▶ _TO BE DONE_
The output should consist solely of the line containing "the glass door" and the lines that follow it through the end of the data below.
* begin DATA TO USE *
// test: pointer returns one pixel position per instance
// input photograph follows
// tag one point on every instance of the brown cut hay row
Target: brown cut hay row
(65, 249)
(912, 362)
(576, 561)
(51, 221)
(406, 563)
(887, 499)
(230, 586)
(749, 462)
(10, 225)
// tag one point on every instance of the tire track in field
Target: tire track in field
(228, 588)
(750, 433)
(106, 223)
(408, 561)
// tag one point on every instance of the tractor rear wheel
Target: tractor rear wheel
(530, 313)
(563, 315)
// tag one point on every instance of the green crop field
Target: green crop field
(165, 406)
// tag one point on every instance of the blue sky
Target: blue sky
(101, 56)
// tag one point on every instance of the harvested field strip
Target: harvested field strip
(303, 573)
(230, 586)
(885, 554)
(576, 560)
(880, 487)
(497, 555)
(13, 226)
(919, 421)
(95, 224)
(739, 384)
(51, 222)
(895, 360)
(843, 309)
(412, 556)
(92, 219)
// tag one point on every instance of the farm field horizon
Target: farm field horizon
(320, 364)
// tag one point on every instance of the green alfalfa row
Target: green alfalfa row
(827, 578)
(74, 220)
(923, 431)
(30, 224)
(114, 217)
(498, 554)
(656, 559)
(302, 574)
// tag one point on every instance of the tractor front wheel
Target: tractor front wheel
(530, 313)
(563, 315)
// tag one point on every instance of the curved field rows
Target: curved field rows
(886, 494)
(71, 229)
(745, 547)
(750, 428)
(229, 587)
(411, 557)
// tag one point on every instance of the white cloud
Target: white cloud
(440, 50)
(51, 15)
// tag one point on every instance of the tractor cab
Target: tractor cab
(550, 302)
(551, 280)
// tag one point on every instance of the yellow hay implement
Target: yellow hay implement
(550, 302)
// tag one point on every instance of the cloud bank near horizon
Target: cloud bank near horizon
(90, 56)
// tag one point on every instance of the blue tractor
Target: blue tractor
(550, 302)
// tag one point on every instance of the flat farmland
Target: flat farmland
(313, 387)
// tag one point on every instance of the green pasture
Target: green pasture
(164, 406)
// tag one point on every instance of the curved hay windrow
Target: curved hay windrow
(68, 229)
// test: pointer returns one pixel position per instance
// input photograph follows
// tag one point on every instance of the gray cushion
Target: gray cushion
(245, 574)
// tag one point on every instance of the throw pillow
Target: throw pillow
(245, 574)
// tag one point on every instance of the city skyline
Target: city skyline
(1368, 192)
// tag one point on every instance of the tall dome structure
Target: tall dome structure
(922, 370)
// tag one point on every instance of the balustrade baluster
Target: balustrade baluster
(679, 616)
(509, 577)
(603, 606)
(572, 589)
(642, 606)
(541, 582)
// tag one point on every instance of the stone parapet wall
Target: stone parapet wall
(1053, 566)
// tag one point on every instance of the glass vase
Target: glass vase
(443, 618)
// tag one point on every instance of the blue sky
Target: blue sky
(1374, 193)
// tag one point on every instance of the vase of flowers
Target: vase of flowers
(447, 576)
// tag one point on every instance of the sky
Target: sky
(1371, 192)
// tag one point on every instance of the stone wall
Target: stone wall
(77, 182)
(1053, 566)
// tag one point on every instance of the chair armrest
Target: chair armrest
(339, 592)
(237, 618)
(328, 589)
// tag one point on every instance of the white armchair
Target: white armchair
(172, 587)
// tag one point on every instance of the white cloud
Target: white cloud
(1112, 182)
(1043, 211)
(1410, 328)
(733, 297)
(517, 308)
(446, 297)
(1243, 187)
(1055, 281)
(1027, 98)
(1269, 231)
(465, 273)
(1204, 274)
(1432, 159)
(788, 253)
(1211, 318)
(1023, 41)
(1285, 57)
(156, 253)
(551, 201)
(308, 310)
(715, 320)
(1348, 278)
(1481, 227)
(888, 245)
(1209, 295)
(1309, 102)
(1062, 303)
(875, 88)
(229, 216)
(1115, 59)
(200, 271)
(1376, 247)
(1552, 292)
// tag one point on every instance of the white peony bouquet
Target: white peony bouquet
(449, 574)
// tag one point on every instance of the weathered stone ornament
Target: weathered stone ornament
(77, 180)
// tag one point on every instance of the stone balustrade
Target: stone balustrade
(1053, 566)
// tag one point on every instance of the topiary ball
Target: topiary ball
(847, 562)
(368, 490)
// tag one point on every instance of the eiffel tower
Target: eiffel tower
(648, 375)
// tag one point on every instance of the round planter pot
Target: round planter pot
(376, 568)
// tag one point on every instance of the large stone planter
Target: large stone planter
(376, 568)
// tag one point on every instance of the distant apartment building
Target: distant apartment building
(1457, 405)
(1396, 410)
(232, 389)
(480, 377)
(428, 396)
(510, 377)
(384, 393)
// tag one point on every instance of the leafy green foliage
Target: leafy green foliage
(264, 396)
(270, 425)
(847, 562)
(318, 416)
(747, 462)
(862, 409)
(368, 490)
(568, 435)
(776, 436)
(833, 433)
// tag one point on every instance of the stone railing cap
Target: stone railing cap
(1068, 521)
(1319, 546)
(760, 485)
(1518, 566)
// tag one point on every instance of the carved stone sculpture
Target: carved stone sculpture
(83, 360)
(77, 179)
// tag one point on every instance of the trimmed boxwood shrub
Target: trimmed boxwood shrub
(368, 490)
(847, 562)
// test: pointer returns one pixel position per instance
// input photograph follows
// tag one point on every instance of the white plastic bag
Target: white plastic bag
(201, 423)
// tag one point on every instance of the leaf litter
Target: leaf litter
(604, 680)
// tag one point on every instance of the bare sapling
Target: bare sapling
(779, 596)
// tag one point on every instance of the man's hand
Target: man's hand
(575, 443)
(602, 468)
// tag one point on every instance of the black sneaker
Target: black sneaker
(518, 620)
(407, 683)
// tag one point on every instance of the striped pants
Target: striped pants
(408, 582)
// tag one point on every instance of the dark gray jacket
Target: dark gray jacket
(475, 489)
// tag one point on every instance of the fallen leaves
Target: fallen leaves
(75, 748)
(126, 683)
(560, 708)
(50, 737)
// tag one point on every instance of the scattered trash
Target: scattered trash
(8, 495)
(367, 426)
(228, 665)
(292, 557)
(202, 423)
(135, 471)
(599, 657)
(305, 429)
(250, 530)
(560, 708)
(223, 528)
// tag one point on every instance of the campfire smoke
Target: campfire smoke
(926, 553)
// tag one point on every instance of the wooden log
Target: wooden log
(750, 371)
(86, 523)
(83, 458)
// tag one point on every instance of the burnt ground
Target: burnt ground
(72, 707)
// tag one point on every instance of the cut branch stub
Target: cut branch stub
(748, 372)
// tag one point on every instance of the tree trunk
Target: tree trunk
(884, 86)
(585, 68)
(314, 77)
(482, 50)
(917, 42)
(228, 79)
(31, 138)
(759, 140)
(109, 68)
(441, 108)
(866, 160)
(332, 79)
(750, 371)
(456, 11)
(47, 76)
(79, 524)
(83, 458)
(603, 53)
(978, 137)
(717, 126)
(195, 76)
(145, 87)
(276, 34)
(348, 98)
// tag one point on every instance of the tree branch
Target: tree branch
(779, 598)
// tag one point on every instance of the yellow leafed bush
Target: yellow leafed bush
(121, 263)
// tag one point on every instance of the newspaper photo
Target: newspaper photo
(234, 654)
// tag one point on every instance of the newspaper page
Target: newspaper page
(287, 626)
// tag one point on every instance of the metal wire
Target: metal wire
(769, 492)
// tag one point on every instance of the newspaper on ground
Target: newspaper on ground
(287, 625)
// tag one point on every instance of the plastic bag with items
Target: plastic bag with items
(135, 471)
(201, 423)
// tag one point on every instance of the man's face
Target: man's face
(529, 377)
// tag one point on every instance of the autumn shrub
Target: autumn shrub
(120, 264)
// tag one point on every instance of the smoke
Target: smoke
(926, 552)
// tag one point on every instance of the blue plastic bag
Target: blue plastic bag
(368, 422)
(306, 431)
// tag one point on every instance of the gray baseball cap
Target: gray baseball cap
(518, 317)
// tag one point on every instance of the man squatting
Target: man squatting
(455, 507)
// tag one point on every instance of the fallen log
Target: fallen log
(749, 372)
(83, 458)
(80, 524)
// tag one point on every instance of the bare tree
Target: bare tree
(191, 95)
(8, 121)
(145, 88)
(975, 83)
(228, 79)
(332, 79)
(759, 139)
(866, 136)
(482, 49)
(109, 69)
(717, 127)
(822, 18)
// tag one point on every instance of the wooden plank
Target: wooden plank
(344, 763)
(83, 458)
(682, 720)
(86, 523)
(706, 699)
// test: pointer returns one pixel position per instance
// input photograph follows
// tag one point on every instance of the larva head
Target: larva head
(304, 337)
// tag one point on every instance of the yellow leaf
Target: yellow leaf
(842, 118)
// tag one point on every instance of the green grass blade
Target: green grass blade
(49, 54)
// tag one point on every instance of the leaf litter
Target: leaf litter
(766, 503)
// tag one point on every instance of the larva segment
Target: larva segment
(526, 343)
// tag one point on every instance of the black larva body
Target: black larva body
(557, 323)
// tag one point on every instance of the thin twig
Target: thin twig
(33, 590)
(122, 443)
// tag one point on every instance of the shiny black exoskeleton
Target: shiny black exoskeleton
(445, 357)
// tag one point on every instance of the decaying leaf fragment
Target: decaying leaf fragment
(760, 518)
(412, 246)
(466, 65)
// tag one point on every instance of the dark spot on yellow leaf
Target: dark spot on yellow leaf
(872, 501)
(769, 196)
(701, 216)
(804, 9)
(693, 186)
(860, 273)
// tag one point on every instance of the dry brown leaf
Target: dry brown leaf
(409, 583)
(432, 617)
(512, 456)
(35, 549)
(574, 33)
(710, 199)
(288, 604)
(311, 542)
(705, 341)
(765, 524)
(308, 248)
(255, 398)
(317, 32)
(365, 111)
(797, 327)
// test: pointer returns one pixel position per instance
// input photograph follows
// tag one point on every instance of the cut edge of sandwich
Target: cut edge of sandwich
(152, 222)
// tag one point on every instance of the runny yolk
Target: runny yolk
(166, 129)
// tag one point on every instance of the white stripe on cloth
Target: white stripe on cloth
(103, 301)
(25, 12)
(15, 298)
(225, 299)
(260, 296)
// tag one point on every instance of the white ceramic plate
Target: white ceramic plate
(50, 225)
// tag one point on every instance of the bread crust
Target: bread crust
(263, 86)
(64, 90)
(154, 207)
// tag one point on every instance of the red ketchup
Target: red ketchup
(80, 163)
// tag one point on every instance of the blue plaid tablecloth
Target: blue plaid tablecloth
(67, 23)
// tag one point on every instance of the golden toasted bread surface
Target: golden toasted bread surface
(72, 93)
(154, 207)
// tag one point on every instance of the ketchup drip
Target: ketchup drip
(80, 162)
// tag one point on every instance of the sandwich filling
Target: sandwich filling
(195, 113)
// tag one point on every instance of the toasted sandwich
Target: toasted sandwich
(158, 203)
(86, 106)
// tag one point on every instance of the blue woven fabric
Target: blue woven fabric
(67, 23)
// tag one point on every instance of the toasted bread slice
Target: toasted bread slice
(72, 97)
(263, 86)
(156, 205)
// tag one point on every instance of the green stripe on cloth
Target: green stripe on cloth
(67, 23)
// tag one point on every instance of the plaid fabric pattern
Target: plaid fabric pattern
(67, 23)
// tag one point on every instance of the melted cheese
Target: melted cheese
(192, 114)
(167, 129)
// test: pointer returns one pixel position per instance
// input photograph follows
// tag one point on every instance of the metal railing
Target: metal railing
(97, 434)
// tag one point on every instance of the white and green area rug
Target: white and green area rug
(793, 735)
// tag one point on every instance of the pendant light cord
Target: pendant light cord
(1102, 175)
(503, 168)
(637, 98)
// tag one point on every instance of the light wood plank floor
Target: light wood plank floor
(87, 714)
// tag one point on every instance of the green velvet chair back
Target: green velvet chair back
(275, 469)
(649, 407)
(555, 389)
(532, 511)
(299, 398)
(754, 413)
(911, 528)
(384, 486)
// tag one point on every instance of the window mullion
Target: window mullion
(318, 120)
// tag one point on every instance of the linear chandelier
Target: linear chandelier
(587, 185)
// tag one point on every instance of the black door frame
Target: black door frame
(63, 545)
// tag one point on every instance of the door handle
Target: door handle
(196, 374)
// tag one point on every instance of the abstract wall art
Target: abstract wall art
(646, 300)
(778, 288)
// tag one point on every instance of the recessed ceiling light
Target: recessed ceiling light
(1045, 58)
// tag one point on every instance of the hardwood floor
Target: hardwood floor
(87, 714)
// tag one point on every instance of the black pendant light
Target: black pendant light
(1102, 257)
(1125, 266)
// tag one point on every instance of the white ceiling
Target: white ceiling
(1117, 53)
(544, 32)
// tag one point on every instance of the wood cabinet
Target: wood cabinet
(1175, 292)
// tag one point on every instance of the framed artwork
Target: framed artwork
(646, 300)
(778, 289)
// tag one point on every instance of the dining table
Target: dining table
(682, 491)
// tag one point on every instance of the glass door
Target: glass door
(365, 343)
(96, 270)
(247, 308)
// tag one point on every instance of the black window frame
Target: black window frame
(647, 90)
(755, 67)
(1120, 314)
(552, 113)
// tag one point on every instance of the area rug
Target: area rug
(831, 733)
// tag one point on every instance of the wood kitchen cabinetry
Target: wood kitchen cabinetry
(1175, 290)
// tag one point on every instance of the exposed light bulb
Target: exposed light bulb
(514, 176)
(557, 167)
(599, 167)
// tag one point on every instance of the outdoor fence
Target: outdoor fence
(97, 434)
* end DATA TO USE *
▶ _THE RESPONSE_
// tag one point on every instance of the glass door
Target: glass door
(365, 343)
(96, 270)
(247, 308)
// tag one point on every instance of the black window frame
Target: black window frame
(647, 90)
(755, 67)
(1120, 314)
(552, 113)
// tag one point on every instance of the area rug
Target: area rug
(831, 733)
// tag one point on every instance of the wood kitchen cabinetry
Target: wood kitchen cabinetry
(1175, 290)
// tag one point on every instance of the exposed light bulb
Target: exposed light bulb
(514, 176)
(557, 167)
(599, 167)
// tag one point on every instance of the outdoor fence
Target: outdoor fence
(97, 434)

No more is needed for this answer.